▶ _任务说明_:
续写下面这篇关于Python GDAL/OGR常用样例代码的文章，从最后一行之后接着写。

▶ _节选内容_:
# # #

Python GDAL/OGR常用样例代码

• 安装
• 案例
  • 矢量转栅格
  • 栅格转矢量（多边形）
  • 矢量叠加
  • 矢量擦除
  • 缓冲区分析（以点为例）
  • 视域分析

安装

推荐使用conda安装python gdal环境，先查询gdal可用版本，再指定版本号，按需安装对应的gdal。

conda search gdal
conda install gdal=version_number

案例

import相应模块和常量定义

from osgeo import gdal, ogr, osr, gdalconst

DRIVER_SHAPE = "ESRI Shapefile"
DRIVER_GTIFF = "GTiff"
EPSG_WGS84 = 4326

矢量转栅格

def vector2raster(input_file, ouput_file, template_file, field="", all_touch="False"):
    """
    矢量图层转栅格

    Params:
        input_file: 输入矢量文件
        output_file: 输出栅格文件
        template_file: 模板栅格文件
        field: 输出栅格所用的input_file字段
        all_touch: False仅矢量中心所在的栅格设置像元值，True只要和矢量相交的栅格都设置像元值

    Ref: https://gdal.org/api/gdal_alg.html#_CPPv419GDALRasterizeLayers12GDALDatasetHiPiiP9OGRLayerH19GDALTransformerFuncPvPdPPc16GDALProgressFuncPv
    """

# # #

▶ _记录信息_:
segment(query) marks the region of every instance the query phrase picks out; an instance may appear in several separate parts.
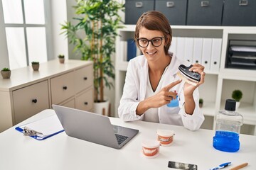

# # #

▶ _任务输出_:
    # 打开模板栅格
    data = gdal.Open(template_file, gdalconst.GA_ReadOnly)
    # 确定栅格大小
    x_size = data.RasterXSize
    y_size = data.RasterYSize
    # 打开矢量vec_layer
    vector = ogr.GetDriverByName(DRIVER_SHAPE).Open(input_file)
    vec_layer = vector.GetLayer()
    feat_count = vec_layer.GetFeatureCount()
    # 创建输出的tiff栅格文件
    target = gdal.GetDriverByName(DRIVER_GTIFF).Create(ouput_file, x_size, y_size, 1, gdal.GDT_Byte)
    # 设置栅格坐标系与投影
    target.SetGeoTransform(data.GetGeoTransform())
    target.SetProjection(data.GetProjection())

    if field:
        gdal.RasterizeLayer(target, [1], vec_layer, 
        options=["ALL_TOUCHED="+all_touch, "ATTRIBUTE="+field])
    else:
        burn_values = [1] # 如果没有指定属性字段，则使用burn_value作为输出的像素值
        gdal.RasterizeLayer(target, [1], vec_layer, burn_values=burn_values, options=["ALL_TOUCHED="+all_touch])

    # 设置NoData
    NoData_value = 0
    target.GetRasterBand(1).SetNoDataValue(NoData_value)
    target.GetRasterBand(1).FlushCache()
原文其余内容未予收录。